#### Objectives
A: According to the legal proceedings passage, on what date did TQP Development file suit against DISH Network L.L.C.?
B: Copy out, unchanged, the entries from the line containing "Pin the kitchen" through the end of the entries.

#### Document passage
We intend to vigorously defend this case.  In the event that a court ultimately determines that we infringe the asserted patent, we may be subject to substantial damages, which may include treble damages, and/or an injunction that could cause us to materially modify certain features that we currently offer to consumers.  We cannot predict with any degree of certainty the outcome of the suit or determine the extent of any potential liability or damages.

 

TQP Development, LLC

 

On April 4, 2012, TQP Development, LLC (“TQP Development”) filed suit against our wholly-owned subsidiary, DISH Network L.L.C., in the United States District Court for the Eastern District of Texas alleging infringement of United States Patent No. 5,412,730 titled “Encrypted Data Transmission System Employing Means for Randomly Altering the Encryption Keys.”  TQP Development is an entity that seeks to license an acquired patent portfolio without itself practicing any of the claims recited therein.  The trial date has been set for January 6, 2014.

 

We intend to vigorously defend this case.  In the event that a court ultimately determines that we infringe the asserted patent, we may be subject to substantial damages, which may include treble damages, and/or an injunction that could cause us to materially modify certain features that we currently offer to consumers.  We cannot predict with any degree of certainty the outcome of the suit or determine the extent of any potential liability or damages.

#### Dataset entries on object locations
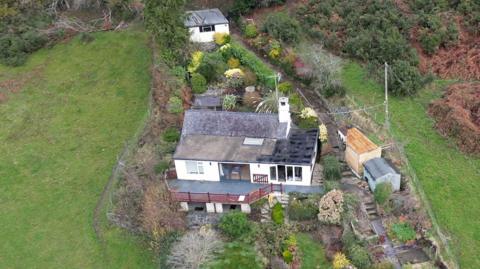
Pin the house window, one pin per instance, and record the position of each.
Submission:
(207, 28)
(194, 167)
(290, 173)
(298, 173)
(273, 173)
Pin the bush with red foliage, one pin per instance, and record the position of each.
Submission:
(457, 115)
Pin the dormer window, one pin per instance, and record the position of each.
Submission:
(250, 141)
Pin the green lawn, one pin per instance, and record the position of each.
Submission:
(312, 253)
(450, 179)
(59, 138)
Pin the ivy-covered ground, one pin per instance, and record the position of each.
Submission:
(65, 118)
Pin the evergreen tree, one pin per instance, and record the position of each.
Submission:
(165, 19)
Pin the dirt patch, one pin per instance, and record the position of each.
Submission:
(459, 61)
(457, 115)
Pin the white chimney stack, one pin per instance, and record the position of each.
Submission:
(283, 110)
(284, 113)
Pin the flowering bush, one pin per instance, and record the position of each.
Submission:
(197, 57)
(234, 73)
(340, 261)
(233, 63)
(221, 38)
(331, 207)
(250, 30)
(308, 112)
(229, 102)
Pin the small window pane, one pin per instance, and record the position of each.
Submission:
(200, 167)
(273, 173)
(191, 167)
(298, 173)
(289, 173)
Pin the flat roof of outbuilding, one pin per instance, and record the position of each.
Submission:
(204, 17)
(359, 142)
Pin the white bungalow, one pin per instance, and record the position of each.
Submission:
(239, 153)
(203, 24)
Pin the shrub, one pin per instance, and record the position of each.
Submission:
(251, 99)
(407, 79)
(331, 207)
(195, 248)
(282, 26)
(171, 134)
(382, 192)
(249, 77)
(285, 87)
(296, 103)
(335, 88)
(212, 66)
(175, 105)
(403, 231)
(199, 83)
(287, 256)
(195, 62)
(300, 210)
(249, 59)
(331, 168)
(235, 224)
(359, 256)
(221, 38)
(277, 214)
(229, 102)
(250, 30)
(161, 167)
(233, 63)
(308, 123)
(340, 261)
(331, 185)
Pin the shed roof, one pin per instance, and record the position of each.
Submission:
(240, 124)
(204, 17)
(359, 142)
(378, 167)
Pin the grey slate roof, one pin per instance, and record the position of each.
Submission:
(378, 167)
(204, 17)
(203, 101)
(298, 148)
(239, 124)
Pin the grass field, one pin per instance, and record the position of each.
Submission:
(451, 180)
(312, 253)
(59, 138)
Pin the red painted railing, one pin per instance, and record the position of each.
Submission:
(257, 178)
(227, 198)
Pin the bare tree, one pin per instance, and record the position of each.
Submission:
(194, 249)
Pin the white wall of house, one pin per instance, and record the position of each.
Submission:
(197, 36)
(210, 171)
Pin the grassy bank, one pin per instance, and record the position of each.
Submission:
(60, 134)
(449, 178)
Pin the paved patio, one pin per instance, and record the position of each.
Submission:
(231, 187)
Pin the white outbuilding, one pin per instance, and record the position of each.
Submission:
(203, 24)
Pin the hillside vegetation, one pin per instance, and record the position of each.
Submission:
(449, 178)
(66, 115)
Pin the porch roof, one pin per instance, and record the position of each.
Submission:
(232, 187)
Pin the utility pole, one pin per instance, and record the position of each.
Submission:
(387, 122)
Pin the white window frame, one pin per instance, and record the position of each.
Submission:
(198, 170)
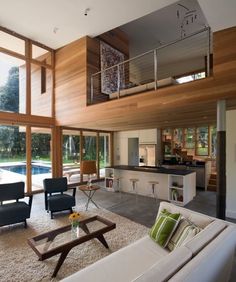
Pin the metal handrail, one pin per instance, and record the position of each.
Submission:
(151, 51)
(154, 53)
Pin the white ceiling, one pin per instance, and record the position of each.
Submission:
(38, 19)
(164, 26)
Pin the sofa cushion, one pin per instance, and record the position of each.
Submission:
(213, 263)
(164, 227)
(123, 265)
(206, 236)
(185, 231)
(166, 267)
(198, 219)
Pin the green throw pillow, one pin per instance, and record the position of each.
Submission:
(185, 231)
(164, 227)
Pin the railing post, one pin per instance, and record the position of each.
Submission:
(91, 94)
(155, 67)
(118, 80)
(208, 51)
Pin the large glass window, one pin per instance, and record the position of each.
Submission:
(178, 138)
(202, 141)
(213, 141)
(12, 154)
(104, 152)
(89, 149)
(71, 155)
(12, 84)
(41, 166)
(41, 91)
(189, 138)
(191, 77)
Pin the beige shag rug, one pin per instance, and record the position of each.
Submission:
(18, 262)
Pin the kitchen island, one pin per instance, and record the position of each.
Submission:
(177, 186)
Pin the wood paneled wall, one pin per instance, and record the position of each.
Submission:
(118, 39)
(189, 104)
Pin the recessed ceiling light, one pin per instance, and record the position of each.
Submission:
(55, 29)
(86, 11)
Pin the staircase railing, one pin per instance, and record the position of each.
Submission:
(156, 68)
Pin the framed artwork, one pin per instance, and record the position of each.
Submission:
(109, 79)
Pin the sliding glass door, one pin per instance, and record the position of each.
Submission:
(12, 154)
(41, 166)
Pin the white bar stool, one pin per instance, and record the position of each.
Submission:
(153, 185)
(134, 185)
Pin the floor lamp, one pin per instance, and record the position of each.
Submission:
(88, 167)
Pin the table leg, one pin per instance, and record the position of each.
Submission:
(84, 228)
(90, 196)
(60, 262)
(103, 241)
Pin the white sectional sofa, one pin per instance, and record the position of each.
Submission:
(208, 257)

#### Responses in order
A: April 4, 2012.

B:
Pin the kitchen island, one pin per instance, and record the position of each.
Submission:
(177, 186)
Pin the wood paneled wall, one pin per instance, and record the position of each.
Submission:
(118, 39)
(189, 104)
Pin the recessed ceiling light, one pin per instance, and record the position of each.
Submission:
(55, 29)
(86, 11)
Pin the staircase railing, one pin per instance, and record the position of each.
Submission:
(156, 68)
Pin the framed artwork, one pin per instance, and record the position of each.
Submission:
(109, 79)
Pin the sliding glass door, one pin per instance, and record the position of each.
Submission:
(12, 154)
(41, 166)
Pin the white bar stool, one pin per instance, and record the position of each.
Submission:
(153, 185)
(134, 185)
Pin the floor lamp, one pin per instance, and record the position of each.
Submission:
(88, 167)
Pin the table leg, one pin per instance, and record the position of each.
Submission:
(84, 228)
(90, 196)
(60, 262)
(103, 241)
Pin the white sectional sofa, one pin per instance, and record the position of each.
Submission:
(208, 257)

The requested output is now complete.